[begin ARTICLE]

- The paper introduces a novel adaptive semantic ID framework that handles collisions through semantic-adaptive relaxation and load-adaptive strengthening.
- It leverages a two-stage regulation system to enhance codebook utilization, achieving approximately 6–10% gains in ranking metrics on benchmark datasets.
- The framework’s industrial evaluation demonstrates significant uplifts in GMV, orders, and GPM in a production-scale A/B test for multimodal recommendation.
Adaptive Semantic ID Learning for Multimodal Recommendation: The AdaSID Framework
Introduction
Industrial-scale recommender systems are increasingly dependent on the effective representation of items with rich multimodal signals—including text, images, and video. Semantic IDs (SIDs), which discretize multimodal features into short token sequences, have emerged as a practical solution, offering a more semantically informed alternative to sparse ID embeddings. However, learning discriminative and recommendation-aligned SIDs remains challenging, primarily due to the problem of discrete space collisions—distinct items sharing identical or overly similar SIDs. Addressing these challenges necessitates novel approaches for adaptive collision handling and codebook utilization in the SID space. This work presents AdaSID, an adaptive SID learning framework, that introduces two-stage adaptive overlap regulation and demonstrates measurable gains in both offline and industrial online settings.

[end ARTICLE]
[begin RECORD EXTRACTS]

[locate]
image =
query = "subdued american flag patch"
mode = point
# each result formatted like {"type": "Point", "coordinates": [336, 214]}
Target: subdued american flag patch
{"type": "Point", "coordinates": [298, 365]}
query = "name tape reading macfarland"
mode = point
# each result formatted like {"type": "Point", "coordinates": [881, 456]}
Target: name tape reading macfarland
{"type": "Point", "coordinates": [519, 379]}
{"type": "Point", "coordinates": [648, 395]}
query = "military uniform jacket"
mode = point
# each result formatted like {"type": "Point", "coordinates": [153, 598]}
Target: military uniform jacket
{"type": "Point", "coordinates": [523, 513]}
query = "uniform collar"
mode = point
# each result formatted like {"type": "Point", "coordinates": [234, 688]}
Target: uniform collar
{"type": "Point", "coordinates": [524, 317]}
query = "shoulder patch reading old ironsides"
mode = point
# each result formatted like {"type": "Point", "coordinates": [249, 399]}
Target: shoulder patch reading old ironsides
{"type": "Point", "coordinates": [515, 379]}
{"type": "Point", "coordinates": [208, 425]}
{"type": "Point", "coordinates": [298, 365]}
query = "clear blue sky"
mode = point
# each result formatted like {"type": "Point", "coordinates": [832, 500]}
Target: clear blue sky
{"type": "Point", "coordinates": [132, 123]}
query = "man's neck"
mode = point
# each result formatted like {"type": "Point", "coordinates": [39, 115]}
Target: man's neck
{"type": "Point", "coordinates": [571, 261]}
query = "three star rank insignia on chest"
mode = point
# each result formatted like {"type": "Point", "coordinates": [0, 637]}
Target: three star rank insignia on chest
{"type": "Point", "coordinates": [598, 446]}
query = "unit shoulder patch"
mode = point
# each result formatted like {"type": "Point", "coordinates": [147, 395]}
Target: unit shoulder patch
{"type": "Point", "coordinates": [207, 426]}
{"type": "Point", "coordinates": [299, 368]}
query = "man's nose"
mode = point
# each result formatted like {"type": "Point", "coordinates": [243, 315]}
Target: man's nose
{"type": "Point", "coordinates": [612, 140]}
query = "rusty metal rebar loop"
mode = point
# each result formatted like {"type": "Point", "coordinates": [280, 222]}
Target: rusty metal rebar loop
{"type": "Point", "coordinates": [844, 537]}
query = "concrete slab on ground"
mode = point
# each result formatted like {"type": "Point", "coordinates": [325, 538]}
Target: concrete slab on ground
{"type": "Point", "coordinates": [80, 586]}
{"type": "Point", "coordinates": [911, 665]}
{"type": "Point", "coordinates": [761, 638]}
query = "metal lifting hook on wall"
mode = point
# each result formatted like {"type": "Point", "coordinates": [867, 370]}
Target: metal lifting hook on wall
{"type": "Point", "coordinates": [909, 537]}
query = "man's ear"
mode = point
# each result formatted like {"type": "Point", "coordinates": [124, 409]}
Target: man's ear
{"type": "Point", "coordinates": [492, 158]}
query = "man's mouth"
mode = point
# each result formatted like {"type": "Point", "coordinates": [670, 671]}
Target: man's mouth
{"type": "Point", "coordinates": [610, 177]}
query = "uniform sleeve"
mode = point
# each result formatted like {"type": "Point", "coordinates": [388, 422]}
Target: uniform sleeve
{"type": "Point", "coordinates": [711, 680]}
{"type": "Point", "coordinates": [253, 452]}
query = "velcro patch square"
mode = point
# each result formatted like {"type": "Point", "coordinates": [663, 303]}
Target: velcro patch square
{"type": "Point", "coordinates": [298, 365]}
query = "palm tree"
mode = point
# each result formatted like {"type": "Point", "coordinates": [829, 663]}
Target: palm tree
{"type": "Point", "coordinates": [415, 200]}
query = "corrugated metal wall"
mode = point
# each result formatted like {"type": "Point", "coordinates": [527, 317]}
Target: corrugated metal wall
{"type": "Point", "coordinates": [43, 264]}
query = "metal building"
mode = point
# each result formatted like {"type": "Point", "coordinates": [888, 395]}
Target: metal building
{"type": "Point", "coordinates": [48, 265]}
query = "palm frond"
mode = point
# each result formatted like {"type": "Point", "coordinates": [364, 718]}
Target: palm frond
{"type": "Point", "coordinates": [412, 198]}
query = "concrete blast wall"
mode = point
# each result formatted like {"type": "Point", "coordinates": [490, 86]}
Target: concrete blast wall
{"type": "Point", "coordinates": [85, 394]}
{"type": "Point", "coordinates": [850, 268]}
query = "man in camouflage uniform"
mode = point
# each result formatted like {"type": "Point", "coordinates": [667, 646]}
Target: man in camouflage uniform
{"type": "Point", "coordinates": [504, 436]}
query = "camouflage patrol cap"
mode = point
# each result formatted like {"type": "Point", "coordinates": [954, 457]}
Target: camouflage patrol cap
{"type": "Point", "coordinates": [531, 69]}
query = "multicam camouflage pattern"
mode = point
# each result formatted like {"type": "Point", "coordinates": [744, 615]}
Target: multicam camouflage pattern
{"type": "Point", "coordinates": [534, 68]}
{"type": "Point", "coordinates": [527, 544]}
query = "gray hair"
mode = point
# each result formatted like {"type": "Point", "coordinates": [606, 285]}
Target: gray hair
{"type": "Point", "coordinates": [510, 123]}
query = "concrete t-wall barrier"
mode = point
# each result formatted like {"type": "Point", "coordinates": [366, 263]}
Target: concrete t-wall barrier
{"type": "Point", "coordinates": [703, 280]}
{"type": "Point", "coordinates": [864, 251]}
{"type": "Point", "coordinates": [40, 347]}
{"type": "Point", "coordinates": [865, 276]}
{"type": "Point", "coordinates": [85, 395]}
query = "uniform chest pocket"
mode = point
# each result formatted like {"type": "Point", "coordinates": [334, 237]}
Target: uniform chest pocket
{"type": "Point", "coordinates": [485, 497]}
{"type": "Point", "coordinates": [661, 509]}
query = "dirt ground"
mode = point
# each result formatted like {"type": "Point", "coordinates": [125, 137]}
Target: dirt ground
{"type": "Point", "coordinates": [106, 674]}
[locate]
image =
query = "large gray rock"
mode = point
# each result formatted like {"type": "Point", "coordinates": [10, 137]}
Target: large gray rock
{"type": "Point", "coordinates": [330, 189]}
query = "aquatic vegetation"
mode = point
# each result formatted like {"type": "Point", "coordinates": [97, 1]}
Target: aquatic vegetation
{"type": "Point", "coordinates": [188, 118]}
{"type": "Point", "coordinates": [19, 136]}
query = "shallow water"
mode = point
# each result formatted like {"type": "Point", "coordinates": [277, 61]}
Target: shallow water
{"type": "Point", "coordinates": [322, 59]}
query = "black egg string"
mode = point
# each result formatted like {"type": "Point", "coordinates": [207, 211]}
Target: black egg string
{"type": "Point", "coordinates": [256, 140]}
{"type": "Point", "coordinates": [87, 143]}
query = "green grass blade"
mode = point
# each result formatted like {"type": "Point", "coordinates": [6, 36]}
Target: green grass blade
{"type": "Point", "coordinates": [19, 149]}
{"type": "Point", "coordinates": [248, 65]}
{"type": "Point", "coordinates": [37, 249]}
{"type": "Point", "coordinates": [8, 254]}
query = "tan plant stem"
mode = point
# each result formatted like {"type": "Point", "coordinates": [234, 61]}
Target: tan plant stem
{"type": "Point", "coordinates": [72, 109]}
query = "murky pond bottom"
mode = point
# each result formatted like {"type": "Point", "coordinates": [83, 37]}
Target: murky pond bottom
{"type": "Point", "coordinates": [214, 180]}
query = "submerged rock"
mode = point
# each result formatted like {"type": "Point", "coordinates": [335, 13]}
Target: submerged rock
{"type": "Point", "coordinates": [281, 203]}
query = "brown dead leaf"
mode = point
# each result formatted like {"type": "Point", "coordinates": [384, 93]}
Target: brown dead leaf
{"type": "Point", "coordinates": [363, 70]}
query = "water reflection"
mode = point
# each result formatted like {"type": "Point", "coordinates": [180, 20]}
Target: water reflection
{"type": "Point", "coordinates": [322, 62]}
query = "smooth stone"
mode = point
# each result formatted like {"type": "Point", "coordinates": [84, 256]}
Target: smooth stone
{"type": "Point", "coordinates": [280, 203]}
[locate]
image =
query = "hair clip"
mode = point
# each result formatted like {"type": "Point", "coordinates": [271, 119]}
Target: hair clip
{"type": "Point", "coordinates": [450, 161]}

[end RECORD EXTRACTS]

→ **TASK REQUIREMENTS**: Say whether the AdaSID article agrees with each statement below, answering yes or no and quoting the words from it that decide each one. (a) The framework reports gains of about 6–10% in ranking metrics on benchmark datasets. (b) Semantic IDs turn multimodal features into long token sequences. (c) A collision means one item receives several different SIDs.

→ **SOLUTION TO THE PROBLEM**:
(a) Yes: "achieving approximately 6–10% gains in ranking metrics on benchmark datasets"
(b) No: "discretize multimodal features into short token sequences"
(c) No: "distinct items sharing identical or overly similar SIDs"